About this exercise: Once a line is found to contain "pixel", copy it out of the listing.

Data supplied:
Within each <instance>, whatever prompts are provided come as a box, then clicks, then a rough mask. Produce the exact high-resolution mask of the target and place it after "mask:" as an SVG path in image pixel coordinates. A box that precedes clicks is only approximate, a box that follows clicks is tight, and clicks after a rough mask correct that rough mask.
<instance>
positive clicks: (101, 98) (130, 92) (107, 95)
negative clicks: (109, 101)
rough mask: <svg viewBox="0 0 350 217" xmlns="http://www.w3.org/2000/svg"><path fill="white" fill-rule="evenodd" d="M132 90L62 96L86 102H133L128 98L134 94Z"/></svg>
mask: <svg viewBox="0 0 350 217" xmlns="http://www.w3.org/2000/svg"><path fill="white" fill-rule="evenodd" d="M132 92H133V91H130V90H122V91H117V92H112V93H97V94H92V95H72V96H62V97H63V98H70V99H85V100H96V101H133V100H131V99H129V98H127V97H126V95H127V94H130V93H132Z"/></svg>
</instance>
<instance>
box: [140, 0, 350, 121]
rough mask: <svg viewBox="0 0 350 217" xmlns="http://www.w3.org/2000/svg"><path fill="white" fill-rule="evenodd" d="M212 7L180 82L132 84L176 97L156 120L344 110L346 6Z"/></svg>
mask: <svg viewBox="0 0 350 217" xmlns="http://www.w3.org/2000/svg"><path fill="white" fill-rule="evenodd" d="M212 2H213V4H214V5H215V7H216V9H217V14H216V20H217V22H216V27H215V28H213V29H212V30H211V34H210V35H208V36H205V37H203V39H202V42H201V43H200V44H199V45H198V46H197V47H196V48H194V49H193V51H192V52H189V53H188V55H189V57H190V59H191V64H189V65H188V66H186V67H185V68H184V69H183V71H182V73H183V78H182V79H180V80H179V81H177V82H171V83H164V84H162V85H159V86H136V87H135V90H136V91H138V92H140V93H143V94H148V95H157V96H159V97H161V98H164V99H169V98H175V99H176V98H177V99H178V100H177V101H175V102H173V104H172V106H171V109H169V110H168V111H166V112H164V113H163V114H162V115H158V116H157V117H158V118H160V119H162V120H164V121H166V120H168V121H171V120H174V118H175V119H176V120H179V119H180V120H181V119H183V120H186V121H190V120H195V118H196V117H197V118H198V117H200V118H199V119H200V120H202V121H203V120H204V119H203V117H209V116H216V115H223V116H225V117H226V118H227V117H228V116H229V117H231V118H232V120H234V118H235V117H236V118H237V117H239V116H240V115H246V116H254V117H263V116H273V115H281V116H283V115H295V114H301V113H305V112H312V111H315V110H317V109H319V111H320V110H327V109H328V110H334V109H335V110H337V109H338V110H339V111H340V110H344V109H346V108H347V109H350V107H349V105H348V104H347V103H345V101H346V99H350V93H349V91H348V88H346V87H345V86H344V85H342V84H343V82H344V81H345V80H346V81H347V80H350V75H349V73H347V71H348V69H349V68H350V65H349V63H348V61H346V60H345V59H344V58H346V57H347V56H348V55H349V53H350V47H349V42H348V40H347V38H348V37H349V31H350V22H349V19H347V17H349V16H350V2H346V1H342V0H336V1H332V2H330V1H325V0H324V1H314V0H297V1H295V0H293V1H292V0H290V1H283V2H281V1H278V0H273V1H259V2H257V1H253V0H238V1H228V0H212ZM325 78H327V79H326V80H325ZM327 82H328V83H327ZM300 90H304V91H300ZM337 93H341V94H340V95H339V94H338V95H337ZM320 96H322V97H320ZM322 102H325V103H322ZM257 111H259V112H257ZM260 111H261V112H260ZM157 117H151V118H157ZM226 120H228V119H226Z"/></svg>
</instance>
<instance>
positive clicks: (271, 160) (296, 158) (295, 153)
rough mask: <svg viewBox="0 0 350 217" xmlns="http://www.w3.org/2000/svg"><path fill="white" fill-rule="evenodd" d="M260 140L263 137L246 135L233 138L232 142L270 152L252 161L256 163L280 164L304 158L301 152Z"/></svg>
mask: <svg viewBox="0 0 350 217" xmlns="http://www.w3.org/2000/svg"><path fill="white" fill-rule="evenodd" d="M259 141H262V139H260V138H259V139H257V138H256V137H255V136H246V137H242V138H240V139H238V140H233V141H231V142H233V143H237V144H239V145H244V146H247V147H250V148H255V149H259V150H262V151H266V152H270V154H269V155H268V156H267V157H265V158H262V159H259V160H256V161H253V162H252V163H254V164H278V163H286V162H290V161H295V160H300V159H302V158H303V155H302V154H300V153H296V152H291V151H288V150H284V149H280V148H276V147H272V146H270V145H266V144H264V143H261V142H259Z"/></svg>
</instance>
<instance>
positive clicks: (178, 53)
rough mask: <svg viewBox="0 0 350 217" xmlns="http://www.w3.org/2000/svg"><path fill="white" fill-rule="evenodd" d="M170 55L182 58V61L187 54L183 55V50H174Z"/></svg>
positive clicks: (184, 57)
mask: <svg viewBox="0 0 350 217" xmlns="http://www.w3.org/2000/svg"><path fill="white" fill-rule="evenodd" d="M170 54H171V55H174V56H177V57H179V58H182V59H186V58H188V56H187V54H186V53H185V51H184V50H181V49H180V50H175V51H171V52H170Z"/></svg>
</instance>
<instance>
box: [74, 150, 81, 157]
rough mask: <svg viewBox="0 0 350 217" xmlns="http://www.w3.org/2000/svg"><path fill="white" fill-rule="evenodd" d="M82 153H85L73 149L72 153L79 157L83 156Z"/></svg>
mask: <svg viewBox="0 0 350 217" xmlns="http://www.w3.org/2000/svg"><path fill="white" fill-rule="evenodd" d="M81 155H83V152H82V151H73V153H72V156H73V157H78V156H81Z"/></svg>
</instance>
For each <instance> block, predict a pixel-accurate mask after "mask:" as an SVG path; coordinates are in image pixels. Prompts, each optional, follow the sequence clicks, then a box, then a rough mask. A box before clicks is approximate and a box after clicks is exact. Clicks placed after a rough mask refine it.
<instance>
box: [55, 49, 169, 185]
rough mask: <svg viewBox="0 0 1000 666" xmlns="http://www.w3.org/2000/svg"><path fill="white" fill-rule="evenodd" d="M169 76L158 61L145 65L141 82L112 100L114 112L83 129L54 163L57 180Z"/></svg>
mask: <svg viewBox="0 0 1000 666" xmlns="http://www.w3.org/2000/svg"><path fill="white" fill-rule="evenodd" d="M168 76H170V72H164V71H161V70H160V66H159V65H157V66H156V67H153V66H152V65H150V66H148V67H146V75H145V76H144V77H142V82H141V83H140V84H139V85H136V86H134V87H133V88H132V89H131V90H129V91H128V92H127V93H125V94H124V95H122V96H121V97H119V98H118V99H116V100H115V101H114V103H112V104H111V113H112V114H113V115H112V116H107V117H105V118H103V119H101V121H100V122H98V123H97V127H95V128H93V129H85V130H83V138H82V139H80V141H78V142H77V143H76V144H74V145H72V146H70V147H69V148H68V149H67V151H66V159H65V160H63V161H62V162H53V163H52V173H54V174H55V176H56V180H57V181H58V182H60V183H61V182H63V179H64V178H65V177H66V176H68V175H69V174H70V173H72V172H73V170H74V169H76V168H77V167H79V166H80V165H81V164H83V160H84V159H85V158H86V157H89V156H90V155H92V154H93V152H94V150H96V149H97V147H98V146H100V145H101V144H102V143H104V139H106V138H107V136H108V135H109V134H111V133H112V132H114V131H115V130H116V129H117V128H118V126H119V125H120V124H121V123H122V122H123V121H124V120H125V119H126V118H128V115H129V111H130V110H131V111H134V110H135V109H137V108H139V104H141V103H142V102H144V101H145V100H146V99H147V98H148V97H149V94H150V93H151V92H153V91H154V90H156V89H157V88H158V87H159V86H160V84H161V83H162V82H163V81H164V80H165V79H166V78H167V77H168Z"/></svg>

Answer to this problem:
Within each <instance>, whatever prompts are provided come as a box, then clicks, then a rough mask. Produce the exact high-resolution mask of the target and place it after "mask:" as an SVG path in image pixel coordinates. A box that precedes clicks is only approximate, a box that follows clicks is tight, and clicks after a rough mask correct that rough mask.
For each <instance> block, predict a pixel-accurate mask after "mask:" as an SVG path; coordinates are in image pixels. Prompts, each optional, follow the sequence clicks, then a box, then a rough mask. A box before clicks is approximate and a box after clicks is exact. Clicks placed after a rough mask refine it.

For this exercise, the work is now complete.